List each line of the data that holds the string "class".
═══ Exercise data ═══
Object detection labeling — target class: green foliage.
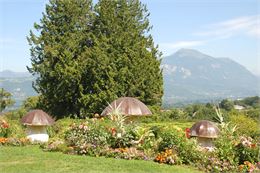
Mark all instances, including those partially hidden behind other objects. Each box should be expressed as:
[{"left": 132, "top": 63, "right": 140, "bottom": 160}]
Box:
[
  {"left": 245, "top": 108, "right": 260, "bottom": 120},
  {"left": 219, "top": 99, "right": 234, "bottom": 111},
  {"left": 234, "top": 96, "right": 260, "bottom": 109},
  {"left": 184, "top": 104, "right": 217, "bottom": 121},
  {"left": 0, "top": 88, "right": 15, "bottom": 112},
  {"left": 49, "top": 118, "right": 82, "bottom": 139},
  {"left": 0, "top": 146, "right": 202, "bottom": 173},
  {"left": 0, "top": 117, "right": 26, "bottom": 138},
  {"left": 22, "top": 96, "right": 40, "bottom": 111},
  {"left": 0, "top": 119, "right": 10, "bottom": 137},
  {"left": 158, "top": 129, "right": 202, "bottom": 164},
  {"left": 229, "top": 113, "right": 259, "bottom": 137},
  {"left": 235, "top": 136, "right": 259, "bottom": 164},
  {"left": 214, "top": 131, "right": 238, "bottom": 166},
  {"left": 65, "top": 119, "right": 110, "bottom": 156},
  {"left": 196, "top": 153, "right": 237, "bottom": 172},
  {"left": 28, "top": 0, "right": 163, "bottom": 118}
]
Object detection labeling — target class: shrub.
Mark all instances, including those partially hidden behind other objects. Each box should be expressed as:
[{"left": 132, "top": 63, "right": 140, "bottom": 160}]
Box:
[
  {"left": 238, "top": 161, "right": 259, "bottom": 173},
  {"left": 0, "top": 119, "right": 10, "bottom": 137},
  {"left": 0, "top": 116, "right": 26, "bottom": 138},
  {"left": 154, "top": 148, "right": 181, "bottom": 165},
  {"left": 235, "top": 136, "right": 259, "bottom": 164},
  {"left": 229, "top": 113, "right": 259, "bottom": 137},
  {"left": 214, "top": 130, "right": 238, "bottom": 166},
  {"left": 158, "top": 129, "right": 202, "bottom": 164},
  {"left": 102, "top": 147, "right": 150, "bottom": 160},
  {"left": 245, "top": 108, "right": 260, "bottom": 120},
  {"left": 196, "top": 154, "right": 237, "bottom": 172},
  {"left": 49, "top": 118, "right": 81, "bottom": 139},
  {"left": 108, "top": 126, "right": 136, "bottom": 148},
  {"left": 65, "top": 119, "right": 110, "bottom": 156},
  {"left": 3, "top": 109, "right": 27, "bottom": 120},
  {"left": 0, "top": 137, "right": 30, "bottom": 146},
  {"left": 41, "top": 139, "right": 70, "bottom": 153}
]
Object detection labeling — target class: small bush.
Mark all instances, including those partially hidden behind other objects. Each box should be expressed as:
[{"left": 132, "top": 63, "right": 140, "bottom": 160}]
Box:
[
  {"left": 65, "top": 119, "right": 110, "bottom": 156},
  {"left": 49, "top": 118, "right": 81, "bottom": 138},
  {"left": 158, "top": 129, "right": 202, "bottom": 164},
  {"left": 154, "top": 148, "right": 181, "bottom": 165},
  {"left": 41, "top": 139, "right": 69, "bottom": 153},
  {"left": 229, "top": 113, "right": 259, "bottom": 137},
  {"left": 214, "top": 131, "right": 238, "bottom": 166},
  {"left": 235, "top": 136, "right": 259, "bottom": 164},
  {"left": 0, "top": 137, "right": 30, "bottom": 146},
  {"left": 0, "top": 119, "right": 10, "bottom": 137}
]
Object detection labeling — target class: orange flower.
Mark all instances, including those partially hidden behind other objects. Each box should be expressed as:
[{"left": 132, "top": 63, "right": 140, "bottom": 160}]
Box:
[
  {"left": 250, "top": 143, "right": 256, "bottom": 148},
  {"left": 1, "top": 120, "right": 9, "bottom": 128},
  {"left": 239, "top": 165, "right": 245, "bottom": 171},
  {"left": 0, "top": 137, "right": 8, "bottom": 144},
  {"left": 110, "top": 128, "right": 117, "bottom": 136}
]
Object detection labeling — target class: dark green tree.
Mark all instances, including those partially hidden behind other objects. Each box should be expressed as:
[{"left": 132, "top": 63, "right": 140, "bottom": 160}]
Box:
[
  {"left": 28, "top": 0, "right": 163, "bottom": 118},
  {"left": 0, "top": 88, "right": 15, "bottom": 112},
  {"left": 28, "top": 0, "right": 95, "bottom": 117},
  {"left": 220, "top": 99, "right": 234, "bottom": 111},
  {"left": 94, "top": 0, "right": 163, "bottom": 106}
]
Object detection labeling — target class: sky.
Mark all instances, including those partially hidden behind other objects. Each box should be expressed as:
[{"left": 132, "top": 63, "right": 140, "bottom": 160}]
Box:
[{"left": 0, "top": 0, "right": 259, "bottom": 75}]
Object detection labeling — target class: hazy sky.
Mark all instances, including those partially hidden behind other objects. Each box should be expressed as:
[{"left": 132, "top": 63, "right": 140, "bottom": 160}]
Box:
[{"left": 0, "top": 0, "right": 259, "bottom": 75}]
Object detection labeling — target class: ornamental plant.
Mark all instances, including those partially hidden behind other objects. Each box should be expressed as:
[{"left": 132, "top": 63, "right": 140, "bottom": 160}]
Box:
[
  {"left": 158, "top": 129, "right": 202, "bottom": 164},
  {"left": 102, "top": 147, "right": 150, "bottom": 160},
  {"left": 65, "top": 119, "right": 110, "bottom": 156},
  {"left": 235, "top": 136, "right": 259, "bottom": 164},
  {"left": 0, "top": 137, "right": 30, "bottom": 146},
  {"left": 196, "top": 154, "right": 237, "bottom": 172},
  {"left": 105, "top": 104, "right": 136, "bottom": 148},
  {"left": 238, "top": 161, "right": 258, "bottom": 173},
  {"left": 0, "top": 119, "right": 10, "bottom": 137},
  {"left": 154, "top": 148, "right": 181, "bottom": 165}
]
═══
| Answer to the problem |
Object detection labeling — target class: green foliage.
Object detection labeling — target class: shrub.
Object detection labeling — target class: small bush.
Object detection labeling — target class: orange flower.
Object detection labeling — target class: dark green tree.
Object detection labeling — target class: sky.
Object detection labeling — target class: hazy sky.
Object detection labeling — target class: ornamental plant.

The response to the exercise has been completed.